# GIVEN TASK:
Rewrite each line of the rows below as a Markdown table with two columns, Number and Text. Number the lines in order, skip blank lines, and leave the pictures out of the table.
BEGIN
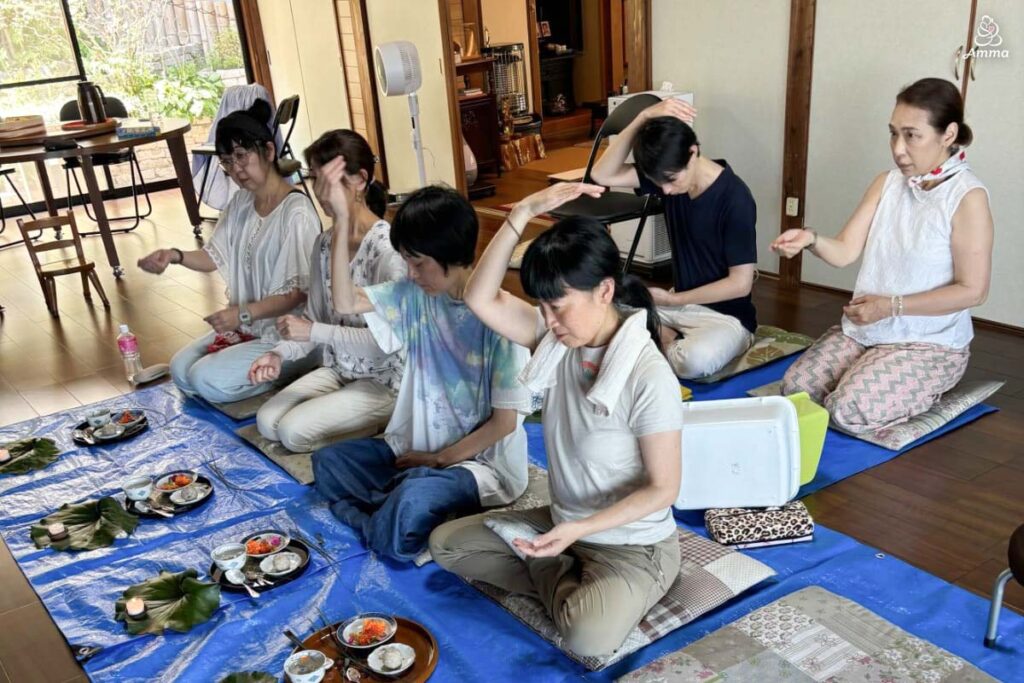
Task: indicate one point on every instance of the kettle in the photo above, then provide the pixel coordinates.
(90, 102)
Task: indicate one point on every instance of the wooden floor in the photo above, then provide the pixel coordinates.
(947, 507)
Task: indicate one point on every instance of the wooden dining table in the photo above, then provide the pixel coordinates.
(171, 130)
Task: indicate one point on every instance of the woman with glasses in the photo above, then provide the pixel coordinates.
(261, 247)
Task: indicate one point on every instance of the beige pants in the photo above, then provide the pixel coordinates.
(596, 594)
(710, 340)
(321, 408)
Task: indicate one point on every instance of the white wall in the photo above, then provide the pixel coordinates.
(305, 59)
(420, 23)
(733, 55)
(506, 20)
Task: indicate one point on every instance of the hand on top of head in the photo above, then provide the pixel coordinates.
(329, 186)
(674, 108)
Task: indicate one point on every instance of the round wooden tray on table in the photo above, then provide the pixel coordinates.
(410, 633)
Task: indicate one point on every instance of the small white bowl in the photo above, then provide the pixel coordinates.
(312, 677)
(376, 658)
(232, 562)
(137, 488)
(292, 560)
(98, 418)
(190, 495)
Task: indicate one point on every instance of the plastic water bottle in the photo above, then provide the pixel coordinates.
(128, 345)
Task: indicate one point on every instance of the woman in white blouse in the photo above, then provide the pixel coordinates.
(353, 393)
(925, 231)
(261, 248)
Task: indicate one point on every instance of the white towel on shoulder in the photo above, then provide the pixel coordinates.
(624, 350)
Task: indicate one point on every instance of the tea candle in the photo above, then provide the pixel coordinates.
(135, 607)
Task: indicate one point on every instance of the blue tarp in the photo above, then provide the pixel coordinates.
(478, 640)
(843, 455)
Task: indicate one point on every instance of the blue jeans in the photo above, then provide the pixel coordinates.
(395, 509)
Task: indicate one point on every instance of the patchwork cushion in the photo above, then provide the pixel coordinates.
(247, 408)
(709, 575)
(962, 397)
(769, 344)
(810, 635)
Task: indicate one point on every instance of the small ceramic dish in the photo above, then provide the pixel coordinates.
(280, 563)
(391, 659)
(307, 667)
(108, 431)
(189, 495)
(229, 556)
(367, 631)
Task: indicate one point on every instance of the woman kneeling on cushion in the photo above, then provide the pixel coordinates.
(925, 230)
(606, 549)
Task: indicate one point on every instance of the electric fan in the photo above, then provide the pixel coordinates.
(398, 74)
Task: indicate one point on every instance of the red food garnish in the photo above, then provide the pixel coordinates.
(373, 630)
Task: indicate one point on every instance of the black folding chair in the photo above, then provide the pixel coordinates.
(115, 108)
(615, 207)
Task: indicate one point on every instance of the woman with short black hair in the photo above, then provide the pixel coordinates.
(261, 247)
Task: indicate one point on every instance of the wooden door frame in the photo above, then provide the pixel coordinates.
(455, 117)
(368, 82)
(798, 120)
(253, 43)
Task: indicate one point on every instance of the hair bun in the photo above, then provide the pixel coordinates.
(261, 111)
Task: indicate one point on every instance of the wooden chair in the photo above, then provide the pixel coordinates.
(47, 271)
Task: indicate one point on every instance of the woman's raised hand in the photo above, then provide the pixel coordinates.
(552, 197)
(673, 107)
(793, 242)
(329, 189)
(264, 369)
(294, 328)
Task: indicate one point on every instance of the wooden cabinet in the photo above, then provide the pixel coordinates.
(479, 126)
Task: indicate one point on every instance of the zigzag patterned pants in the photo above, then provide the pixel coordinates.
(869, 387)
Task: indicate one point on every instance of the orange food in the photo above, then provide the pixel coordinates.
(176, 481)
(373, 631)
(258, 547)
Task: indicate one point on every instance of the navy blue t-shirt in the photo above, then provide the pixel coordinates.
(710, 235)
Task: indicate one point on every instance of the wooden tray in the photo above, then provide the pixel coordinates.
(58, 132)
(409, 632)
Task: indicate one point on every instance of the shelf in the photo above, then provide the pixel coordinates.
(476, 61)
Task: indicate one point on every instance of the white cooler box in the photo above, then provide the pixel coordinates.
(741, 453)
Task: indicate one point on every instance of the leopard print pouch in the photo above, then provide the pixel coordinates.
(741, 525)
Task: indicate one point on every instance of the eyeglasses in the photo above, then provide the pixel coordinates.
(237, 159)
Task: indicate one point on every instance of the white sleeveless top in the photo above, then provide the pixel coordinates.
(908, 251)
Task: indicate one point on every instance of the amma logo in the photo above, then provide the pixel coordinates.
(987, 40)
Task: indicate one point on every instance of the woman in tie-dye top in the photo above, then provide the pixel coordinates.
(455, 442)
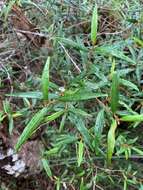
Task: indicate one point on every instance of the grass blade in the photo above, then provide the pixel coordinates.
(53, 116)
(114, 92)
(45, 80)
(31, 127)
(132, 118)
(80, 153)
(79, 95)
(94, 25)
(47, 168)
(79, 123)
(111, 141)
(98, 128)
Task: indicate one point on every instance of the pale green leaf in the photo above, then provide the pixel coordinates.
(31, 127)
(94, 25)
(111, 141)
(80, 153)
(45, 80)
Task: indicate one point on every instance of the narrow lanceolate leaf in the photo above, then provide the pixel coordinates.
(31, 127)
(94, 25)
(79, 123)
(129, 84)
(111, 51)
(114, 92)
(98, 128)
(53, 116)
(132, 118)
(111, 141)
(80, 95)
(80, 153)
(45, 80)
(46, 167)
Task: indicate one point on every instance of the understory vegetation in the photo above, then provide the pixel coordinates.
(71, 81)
END
# IN RESPONSE:
| Number | Text |
|---|---|
| 1 | Task: indicate one point on every instance of the kettle in the photo above, then provide the pixel coordinates. |
| 2 | (90, 102) |
| 3 | Task: indicate one point on every instance of the wooden floor in the photo above, then provide the pixel coordinates. |
| 4 | (947, 507) |
| 5 | Task: indicate one point on every instance of the wooden dining table in the photo above, then provide the pixel coordinates. |
| 6 | (171, 130) |
| 7 | Task: indicate one point on every instance of the woman with glasses in the photo above, then provide the pixel coordinates. |
| 8 | (261, 247) |
| 9 | Task: indicate one point on every instance of the beige pants in the photo above, then provide the pixel coordinates. |
| 10 | (596, 594) |
| 11 | (710, 340) |
| 12 | (321, 408) |
| 13 | Task: indicate one point on every instance of the white wall in the photo above, then provide the pixel coordinates. |
| 14 | (305, 59) |
| 15 | (420, 23) |
| 16 | (733, 55) |
| 17 | (506, 20) |
| 18 | Task: indicate one point on every instance of the hand on top of head in the photo above, then provide the pixel coordinates. |
| 19 | (329, 186) |
| 20 | (674, 108) |
| 21 | Task: indicate one point on every instance of the round wooden tray on table in the photo above, then provide the pixel coordinates. |
| 22 | (410, 633) |
| 23 | Task: indicate one point on every instance of the small white bowl in the photo above, then provide the pixel coordinates. |
| 24 | (312, 677) |
| 25 | (376, 658) |
| 26 | (232, 562) |
| 27 | (137, 488) |
| 28 | (292, 560) |
| 29 | (98, 418) |
| 30 | (190, 495) |
| 31 | Task: indicate one point on every instance of the plastic water bottle in the photo above, then provide the pixel coordinates. |
| 32 | (128, 345) |
| 33 | Task: indicate one point on every instance of the woman in white blouse in the photo above, then provide the pixel coordinates. |
| 34 | (353, 393) |
| 35 | (925, 231) |
| 36 | (261, 248) |
| 37 | Task: indicate one point on every instance of the white towel on shoulder in the photo above, then provide the pixel coordinates. |
| 38 | (624, 350) |
| 39 | Task: indicate one point on every instance of the tea candle in the photo above, then provide the pixel coordinates. |
| 40 | (135, 607) |
| 41 | Task: indicate one point on every instance of the blue tarp in the photo above, then provide the pixel coordinates. |
| 42 | (478, 640) |
| 43 | (843, 455) |
| 44 | Task: indicate one point on every instance of the blue jeans in the photo above, then provide the pixel coordinates. |
| 45 | (395, 509) |
| 46 | Task: indicate one point on every instance of the patchwork cushion in the photo above, then provide the pixel coordinates. |
| 47 | (247, 408) |
| 48 | (709, 575) |
| 49 | (962, 397) |
| 50 | (769, 344) |
| 51 | (810, 635) |
| 52 | Task: indicate one point on every instance of the small ceramic dish in the photo above, then provide the pixel coordinates. |
| 53 | (280, 563) |
| 54 | (391, 659) |
| 55 | (307, 667) |
| 56 | (108, 431) |
| 57 | (189, 495) |
| 58 | (229, 556) |
| 59 | (367, 631) |
| 60 | Task: indicate one point on every instance of the woman kneeling on cushion in the photo above, then provide the pixel coordinates. |
| 61 | (925, 230) |
| 62 | (606, 549) |
| 63 | Task: indicate one point on every instance of the electric fan in the photo above, then provide the pixel coordinates. |
| 64 | (398, 74) |
| 65 | Task: indicate one point on every instance of the red food garnish in the photo above, then provide the pixel coordinates. |
| 66 | (373, 630) |
| 67 | Task: indicate one point on every instance of the black folding chair in the photo above, then provide the pixel coordinates. |
| 68 | (115, 108) |
| 69 | (615, 207) |
| 70 | Task: indicate one point on every instance of the woman with short black hair in the photo above, then provide the pixel coordinates. |
| 71 | (261, 247) |
| 72 | Task: indicate one point on every instance of the wooden door frame in the photo above, then provide the pixel coordinates. |
| 73 | (455, 117) |
| 74 | (368, 82) |
| 75 | (798, 120) |
| 76 | (253, 43) |
| 77 | Task: indicate one point on every instance of the hair bun in the photo above, then provide the pixel coordinates. |
| 78 | (261, 111) |
| 79 | Task: indicate one point on every instance of the wooden chair in the photo above, then provide the pixel coordinates. |
| 80 | (47, 271) |
| 81 | Task: indicate one point on every instance of the woman's raised hand in the photo above, then provide the pixel coordinates. |
| 82 | (552, 197) |
| 83 | (673, 107) |
| 84 | (793, 242) |
| 85 | (329, 189) |
| 86 | (264, 369) |
| 87 | (294, 328) |
| 88 | Task: indicate one point on every instance of the wooden cabinet in the photo above, then provide the pixel coordinates. |
| 89 | (479, 126) |
| 90 | Task: indicate one point on every instance of the zigzag patterned pants in the photo above, then provide the pixel coordinates. |
| 91 | (869, 387) |
| 92 | Task: indicate one point on every instance of the orange food in the photo above, then provide the pixel coordinates. |
| 93 | (176, 481) |
| 94 | (373, 631) |
| 95 | (258, 547) |
| 96 | Task: indicate one point on every instance of the navy blue t-shirt in the photo above, then provide the pixel coordinates. |
| 97 | (710, 235) |
| 98 | Task: indicate one point on every instance of the wooden tray in the photo above, then provide the pixel coordinates. |
| 99 | (58, 132) |
| 100 | (409, 632) |
| 101 | Task: indicate one point on every instance of the shelf in the photo above, then provide the pixel coordinates. |
| 102 | (476, 61) |
| 103 | Task: indicate one point on every instance of the white cooler box in the photo above, then provide the pixel coordinates. |
| 104 | (741, 453) |
| 105 | Task: indicate one point on every instance of the leopard print pouch in the photo above, then provide the pixel coordinates. |
| 106 | (741, 525) |
| 107 | Task: indicate one point on every instance of the eyeglasses in the photo above, then provide the pixel coordinates. |
| 108 | (237, 159) |
| 109 | Task: indicate one point on every instance of the white sleeveless top in the photo above, then provide the pixel coordinates. |
| 110 | (908, 251) |
| 111 | Task: indicate one point on every instance of the amma logo in the photo above, then provide the pixel coordinates. |
| 112 | (987, 40) |
| 113 | Task: indicate one point on every instance of the woman in tie-dye top in the photo above, then provide the pixel coordinates. |
| 114 | (455, 442) |
| 115 | Task: indicate one point on every instance of the grass blade in the photo above, then provide the pixel coordinates. |
| 116 | (53, 116) |
| 117 | (114, 92) |
| 118 | (45, 80) |
| 119 | (31, 127) |
| 120 | (132, 118) |
| 121 | (80, 153) |
| 122 | (79, 95) |
| 123 | (94, 25) |
| 124 | (47, 168) |
| 125 | (79, 123) |
| 126 | (111, 141) |
| 127 | (98, 128) |
| 128 | Task: indicate one point on every instance of the pale green leaf in the photo above, then provide the pixel coordinates. |
| 129 | (31, 127) |
| 130 | (94, 25) |
| 131 | (111, 141) |
| 132 | (80, 153) |
| 133 | (45, 80) |
| 134 | Task: indicate one point on every instance of the narrow lanceolate leaf in the photo above, then provide the pixel coordinates. |
| 135 | (31, 127) |
| 136 | (94, 25) |
| 137 | (79, 123) |
| 138 | (129, 84) |
| 139 | (111, 51) |
| 140 | (114, 92) |
| 141 | (98, 128) |
| 142 | (53, 116) |
| 143 | (132, 118) |
| 144 | (111, 141) |
| 145 | (80, 95) |
| 146 | (80, 153) |
| 147 | (45, 80) |
| 148 | (46, 167) |
| 149 | Task: indicate one point on every instance of the understory vegetation in the photo above, then provide the pixel coordinates. |
| 150 | (71, 81) |